** begin EXCERPTED RECORDS **

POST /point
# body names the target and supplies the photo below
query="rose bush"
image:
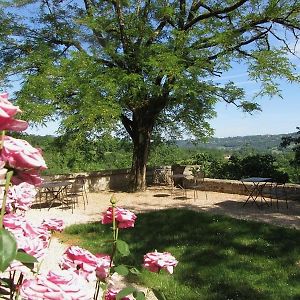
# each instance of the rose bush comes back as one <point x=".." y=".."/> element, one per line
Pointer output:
<point x="25" y="245"/>
<point x="124" y="217"/>
<point x="156" y="261"/>
<point x="62" y="285"/>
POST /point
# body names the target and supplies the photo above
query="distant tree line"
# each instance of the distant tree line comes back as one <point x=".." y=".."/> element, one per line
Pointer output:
<point x="115" y="153"/>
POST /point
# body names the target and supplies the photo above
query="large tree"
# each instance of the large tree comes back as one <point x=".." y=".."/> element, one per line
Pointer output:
<point x="149" y="65"/>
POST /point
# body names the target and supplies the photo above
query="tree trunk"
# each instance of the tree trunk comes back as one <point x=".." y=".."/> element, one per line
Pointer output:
<point x="139" y="161"/>
<point x="140" y="130"/>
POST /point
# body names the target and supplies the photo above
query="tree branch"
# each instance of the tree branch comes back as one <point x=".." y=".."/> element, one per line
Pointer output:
<point x="214" y="13"/>
<point x="182" y="8"/>
<point x="236" y="47"/>
<point x="121" y="22"/>
<point x="128" y="124"/>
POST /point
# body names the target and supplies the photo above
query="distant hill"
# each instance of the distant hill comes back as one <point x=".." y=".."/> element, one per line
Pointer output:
<point x="258" y="142"/>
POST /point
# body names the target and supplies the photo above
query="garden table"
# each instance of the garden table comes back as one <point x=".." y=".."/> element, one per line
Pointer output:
<point x="255" y="188"/>
<point x="56" y="190"/>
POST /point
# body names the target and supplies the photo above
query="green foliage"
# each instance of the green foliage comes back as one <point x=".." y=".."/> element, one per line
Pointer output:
<point x="294" y="142"/>
<point x="218" y="257"/>
<point x="154" y="66"/>
<point x="8" y="248"/>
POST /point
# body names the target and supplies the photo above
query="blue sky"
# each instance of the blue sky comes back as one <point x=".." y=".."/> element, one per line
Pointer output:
<point x="278" y="115"/>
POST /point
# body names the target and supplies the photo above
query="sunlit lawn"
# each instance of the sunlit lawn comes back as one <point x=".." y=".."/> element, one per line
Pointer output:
<point x="219" y="257"/>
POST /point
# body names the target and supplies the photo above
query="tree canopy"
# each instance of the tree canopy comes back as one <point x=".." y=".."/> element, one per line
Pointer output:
<point x="150" y="67"/>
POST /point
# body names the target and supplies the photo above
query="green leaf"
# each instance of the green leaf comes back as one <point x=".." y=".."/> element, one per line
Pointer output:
<point x="122" y="270"/>
<point x="8" y="249"/>
<point x="138" y="295"/>
<point x="25" y="258"/>
<point x="134" y="271"/>
<point x="123" y="248"/>
<point x="159" y="295"/>
<point x="125" y="292"/>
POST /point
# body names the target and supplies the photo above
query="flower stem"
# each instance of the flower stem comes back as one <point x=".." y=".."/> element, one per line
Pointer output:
<point x="7" y="183"/>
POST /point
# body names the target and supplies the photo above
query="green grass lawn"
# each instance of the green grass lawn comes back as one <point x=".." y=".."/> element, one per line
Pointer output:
<point x="219" y="257"/>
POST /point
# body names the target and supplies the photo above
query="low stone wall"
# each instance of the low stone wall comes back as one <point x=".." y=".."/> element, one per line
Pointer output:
<point x="119" y="180"/>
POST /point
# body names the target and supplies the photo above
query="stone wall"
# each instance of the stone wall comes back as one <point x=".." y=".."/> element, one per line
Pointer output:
<point x="119" y="180"/>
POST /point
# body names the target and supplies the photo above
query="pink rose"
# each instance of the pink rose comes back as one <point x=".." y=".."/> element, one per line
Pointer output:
<point x="53" y="224"/>
<point x="103" y="265"/>
<point x="155" y="261"/>
<point x="29" y="176"/>
<point x="21" y="195"/>
<point x="15" y="265"/>
<point x="13" y="124"/>
<point x="56" y="286"/>
<point x="124" y="217"/>
<point x="21" y="155"/>
<point x="3" y="171"/>
<point x="80" y="261"/>
<point x="111" y="294"/>
<point x="7" y="112"/>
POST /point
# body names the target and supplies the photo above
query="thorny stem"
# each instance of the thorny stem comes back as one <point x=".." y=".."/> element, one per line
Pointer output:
<point x="7" y="183"/>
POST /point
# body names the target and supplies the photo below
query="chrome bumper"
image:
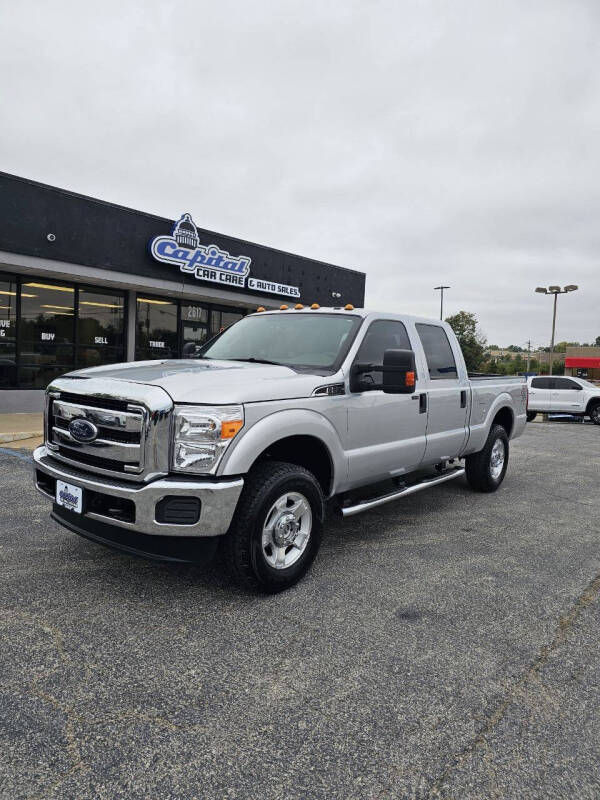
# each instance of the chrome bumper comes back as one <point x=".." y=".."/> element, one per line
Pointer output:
<point x="218" y="499"/>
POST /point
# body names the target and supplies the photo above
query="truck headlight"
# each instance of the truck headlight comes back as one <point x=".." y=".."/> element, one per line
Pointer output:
<point x="202" y="434"/>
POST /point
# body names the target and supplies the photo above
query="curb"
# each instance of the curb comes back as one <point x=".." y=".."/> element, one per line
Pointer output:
<point x="17" y="437"/>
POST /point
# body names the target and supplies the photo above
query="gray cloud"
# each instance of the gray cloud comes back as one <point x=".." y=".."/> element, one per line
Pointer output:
<point x="421" y="142"/>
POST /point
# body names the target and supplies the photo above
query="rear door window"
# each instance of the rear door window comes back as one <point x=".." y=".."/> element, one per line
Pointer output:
<point x="565" y="383"/>
<point x="438" y="352"/>
<point x="541" y="383"/>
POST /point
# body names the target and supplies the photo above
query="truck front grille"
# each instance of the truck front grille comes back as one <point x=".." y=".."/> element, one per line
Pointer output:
<point x="119" y="443"/>
<point x="132" y="436"/>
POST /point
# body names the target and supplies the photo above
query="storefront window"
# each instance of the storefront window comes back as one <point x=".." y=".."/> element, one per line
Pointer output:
<point x="8" y="333"/>
<point x="194" y="327"/>
<point x="101" y="332"/>
<point x="47" y="332"/>
<point x="219" y="320"/>
<point x="156" y="329"/>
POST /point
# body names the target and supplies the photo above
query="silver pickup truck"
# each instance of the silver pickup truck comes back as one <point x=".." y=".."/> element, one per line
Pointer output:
<point x="244" y="444"/>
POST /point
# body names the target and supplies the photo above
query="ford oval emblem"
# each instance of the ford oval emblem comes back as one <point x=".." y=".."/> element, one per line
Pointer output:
<point x="82" y="430"/>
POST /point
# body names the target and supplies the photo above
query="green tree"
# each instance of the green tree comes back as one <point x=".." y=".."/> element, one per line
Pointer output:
<point x="471" y="339"/>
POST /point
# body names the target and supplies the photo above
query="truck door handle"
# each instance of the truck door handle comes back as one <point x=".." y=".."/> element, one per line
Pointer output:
<point x="422" y="398"/>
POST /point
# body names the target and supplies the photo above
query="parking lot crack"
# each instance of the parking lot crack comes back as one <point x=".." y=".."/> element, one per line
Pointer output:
<point x="515" y="691"/>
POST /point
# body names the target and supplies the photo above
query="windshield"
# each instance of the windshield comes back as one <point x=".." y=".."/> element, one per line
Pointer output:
<point x="292" y="339"/>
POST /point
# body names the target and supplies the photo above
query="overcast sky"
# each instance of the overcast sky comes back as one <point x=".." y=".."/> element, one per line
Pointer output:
<point x="421" y="142"/>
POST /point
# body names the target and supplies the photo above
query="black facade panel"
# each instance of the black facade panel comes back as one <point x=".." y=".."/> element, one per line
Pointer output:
<point x="99" y="234"/>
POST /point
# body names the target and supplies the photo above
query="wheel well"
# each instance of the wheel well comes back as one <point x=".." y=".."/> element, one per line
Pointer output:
<point x="591" y="403"/>
<point x="504" y="417"/>
<point x="305" y="451"/>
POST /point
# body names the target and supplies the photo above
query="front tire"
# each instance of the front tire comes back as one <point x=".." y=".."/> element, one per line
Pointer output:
<point x="595" y="414"/>
<point x="277" y="527"/>
<point x="486" y="469"/>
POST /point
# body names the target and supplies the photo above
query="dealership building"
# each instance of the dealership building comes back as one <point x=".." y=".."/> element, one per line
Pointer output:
<point x="85" y="282"/>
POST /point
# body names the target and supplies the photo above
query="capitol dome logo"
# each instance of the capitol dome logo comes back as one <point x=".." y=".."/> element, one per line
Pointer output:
<point x="205" y="262"/>
<point x="185" y="232"/>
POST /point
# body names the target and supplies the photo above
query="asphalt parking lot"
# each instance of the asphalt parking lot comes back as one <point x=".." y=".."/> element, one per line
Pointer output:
<point x="443" y="646"/>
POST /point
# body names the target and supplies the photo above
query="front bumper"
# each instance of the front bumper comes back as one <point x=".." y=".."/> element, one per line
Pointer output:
<point x="218" y="499"/>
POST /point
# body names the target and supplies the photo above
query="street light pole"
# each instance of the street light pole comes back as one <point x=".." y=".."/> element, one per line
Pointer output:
<point x="555" y="290"/>
<point x="441" y="290"/>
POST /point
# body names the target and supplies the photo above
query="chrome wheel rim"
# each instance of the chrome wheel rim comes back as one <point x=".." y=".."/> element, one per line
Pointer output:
<point x="286" y="531"/>
<point x="497" y="459"/>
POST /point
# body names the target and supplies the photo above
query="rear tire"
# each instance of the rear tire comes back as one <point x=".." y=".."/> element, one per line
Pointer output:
<point x="276" y="529"/>
<point x="486" y="469"/>
<point x="594" y="413"/>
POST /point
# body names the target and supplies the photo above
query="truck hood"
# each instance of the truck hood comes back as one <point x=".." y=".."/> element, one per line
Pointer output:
<point x="211" y="382"/>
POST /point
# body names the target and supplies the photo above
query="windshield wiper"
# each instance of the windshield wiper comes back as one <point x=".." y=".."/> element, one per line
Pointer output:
<point x="257" y="361"/>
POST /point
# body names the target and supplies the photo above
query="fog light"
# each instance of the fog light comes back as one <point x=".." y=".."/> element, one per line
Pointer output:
<point x="176" y="510"/>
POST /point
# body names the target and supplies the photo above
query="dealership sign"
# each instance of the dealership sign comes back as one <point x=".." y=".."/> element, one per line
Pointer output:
<point x="210" y="263"/>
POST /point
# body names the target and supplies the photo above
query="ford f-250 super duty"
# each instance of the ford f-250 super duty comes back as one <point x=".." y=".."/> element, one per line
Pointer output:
<point x="279" y="413"/>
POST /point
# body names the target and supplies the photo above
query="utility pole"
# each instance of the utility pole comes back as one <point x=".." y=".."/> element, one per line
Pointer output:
<point x="555" y="290"/>
<point x="441" y="290"/>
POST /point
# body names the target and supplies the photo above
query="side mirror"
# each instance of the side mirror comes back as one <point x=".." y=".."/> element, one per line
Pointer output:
<point x="399" y="372"/>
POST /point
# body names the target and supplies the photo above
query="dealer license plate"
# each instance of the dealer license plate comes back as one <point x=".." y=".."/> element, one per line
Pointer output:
<point x="69" y="496"/>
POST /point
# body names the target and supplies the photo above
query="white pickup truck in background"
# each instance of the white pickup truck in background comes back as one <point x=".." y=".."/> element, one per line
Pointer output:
<point x="563" y="395"/>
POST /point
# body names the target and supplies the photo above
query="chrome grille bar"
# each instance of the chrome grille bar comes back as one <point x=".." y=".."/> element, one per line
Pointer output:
<point x="122" y="420"/>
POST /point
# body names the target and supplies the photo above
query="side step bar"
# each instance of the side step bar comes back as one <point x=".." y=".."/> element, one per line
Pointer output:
<point x="426" y="483"/>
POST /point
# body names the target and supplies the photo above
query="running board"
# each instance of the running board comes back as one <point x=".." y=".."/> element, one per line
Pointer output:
<point x="365" y="505"/>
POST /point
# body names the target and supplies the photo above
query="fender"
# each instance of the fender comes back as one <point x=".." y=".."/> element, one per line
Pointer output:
<point x="279" y="425"/>
<point x="478" y="433"/>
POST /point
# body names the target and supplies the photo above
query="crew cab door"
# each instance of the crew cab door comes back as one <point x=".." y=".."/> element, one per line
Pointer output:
<point x="448" y="396"/>
<point x="567" y="395"/>
<point x="386" y="432"/>
<point x="540" y="394"/>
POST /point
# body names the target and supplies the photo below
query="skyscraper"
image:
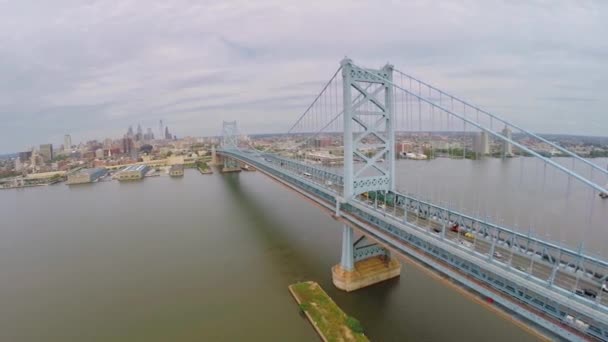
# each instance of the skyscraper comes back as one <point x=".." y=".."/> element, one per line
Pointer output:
<point x="46" y="152"/>
<point x="67" y="142"/>
<point x="140" y="134"/>
<point x="127" y="145"/>
<point x="149" y="135"/>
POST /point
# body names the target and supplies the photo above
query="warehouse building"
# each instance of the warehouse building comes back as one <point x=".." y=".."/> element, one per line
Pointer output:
<point x="133" y="172"/>
<point x="86" y="176"/>
<point x="176" y="170"/>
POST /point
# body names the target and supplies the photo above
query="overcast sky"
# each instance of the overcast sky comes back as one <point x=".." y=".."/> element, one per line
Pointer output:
<point x="92" y="68"/>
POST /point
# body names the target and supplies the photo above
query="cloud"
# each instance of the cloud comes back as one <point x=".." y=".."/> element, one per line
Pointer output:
<point x="93" y="68"/>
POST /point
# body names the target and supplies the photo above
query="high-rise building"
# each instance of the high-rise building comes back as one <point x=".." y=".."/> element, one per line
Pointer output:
<point x="67" y="142"/>
<point x="25" y="156"/>
<point x="140" y="135"/>
<point x="149" y="135"/>
<point x="481" y="145"/>
<point x="507" y="147"/>
<point x="46" y="152"/>
<point x="127" y="145"/>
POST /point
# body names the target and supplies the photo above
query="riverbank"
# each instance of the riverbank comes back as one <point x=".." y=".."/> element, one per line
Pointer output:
<point x="330" y="322"/>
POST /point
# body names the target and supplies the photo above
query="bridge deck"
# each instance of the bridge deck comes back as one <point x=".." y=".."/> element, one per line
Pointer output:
<point x="529" y="274"/>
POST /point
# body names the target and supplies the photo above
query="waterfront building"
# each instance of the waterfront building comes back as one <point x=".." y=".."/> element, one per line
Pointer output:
<point x="25" y="156"/>
<point x="176" y="170"/>
<point x="86" y="176"/>
<point x="133" y="172"/>
<point x="46" y="152"/>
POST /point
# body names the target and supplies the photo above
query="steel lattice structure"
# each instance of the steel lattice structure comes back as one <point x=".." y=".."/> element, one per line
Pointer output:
<point x="542" y="292"/>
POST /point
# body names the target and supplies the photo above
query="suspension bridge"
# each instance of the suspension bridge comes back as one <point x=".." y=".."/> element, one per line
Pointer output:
<point x="341" y="154"/>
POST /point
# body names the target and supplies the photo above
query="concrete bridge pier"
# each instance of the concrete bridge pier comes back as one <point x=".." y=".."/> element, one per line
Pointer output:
<point x="363" y="263"/>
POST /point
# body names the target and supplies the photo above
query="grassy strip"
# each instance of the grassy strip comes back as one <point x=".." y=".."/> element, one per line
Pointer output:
<point x="328" y="319"/>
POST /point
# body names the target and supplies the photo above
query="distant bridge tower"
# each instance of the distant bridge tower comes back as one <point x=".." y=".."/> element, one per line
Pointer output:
<point x="369" y="137"/>
<point x="369" y="130"/>
<point x="230" y="141"/>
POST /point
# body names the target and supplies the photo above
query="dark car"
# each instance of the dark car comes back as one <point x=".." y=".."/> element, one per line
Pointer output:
<point x="590" y="293"/>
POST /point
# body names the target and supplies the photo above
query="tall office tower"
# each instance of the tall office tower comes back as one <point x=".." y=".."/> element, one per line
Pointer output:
<point x="139" y="136"/>
<point x="127" y="145"/>
<point x="67" y="142"/>
<point x="149" y="135"/>
<point x="507" y="147"/>
<point x="46" y="151"/>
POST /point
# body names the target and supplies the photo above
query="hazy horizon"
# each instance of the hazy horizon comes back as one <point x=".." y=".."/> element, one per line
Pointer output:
<point x="91" y="70"/>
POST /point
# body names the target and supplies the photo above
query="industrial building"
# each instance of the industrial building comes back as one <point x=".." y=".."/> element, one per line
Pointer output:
<point x="176" y="170"/>
<point x="133" y="172"/>
<point x="86" y="176"/>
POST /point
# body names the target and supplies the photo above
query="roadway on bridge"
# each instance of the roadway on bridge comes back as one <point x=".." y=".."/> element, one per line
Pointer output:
<point x="528" y="264"/>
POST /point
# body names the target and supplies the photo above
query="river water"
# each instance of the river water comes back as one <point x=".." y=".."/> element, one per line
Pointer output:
<point x="198" y="258"/>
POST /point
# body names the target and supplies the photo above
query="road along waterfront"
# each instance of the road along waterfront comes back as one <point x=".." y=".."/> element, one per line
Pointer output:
<point x="198" y="257"/>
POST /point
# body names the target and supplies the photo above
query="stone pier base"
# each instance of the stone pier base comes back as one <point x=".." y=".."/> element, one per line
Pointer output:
<point x="366" y="272"/>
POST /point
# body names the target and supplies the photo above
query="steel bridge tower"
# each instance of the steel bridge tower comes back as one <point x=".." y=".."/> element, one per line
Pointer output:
<point x="230" y="141"/>
<point x="369" y="140"/>
<point x="369" y="131"/>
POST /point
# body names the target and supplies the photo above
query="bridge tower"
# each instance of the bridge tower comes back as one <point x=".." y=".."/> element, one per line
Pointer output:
<point x="230" y="141"/>
<point x="369" y="137"/>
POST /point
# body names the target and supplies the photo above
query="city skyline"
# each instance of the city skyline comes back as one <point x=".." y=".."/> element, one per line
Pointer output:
<point x="71" y="74"/>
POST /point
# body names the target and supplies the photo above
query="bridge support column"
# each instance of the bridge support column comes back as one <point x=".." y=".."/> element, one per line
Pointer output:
<point x="363" y="263"/>
<point x="230" y="165"/>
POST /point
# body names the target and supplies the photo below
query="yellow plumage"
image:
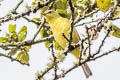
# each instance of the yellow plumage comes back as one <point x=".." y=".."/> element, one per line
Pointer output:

** end EXCERPTED RECORDS **

* WRITTEN EXERCISE
Identify every line in the listing above that contains the word "support", and copy each of those lines in full. Match case exactly.

* OUTPUT
query="bridge support column"
# each instance of the bridge support column comes back as one <point x=".." y=".."/> element, one per line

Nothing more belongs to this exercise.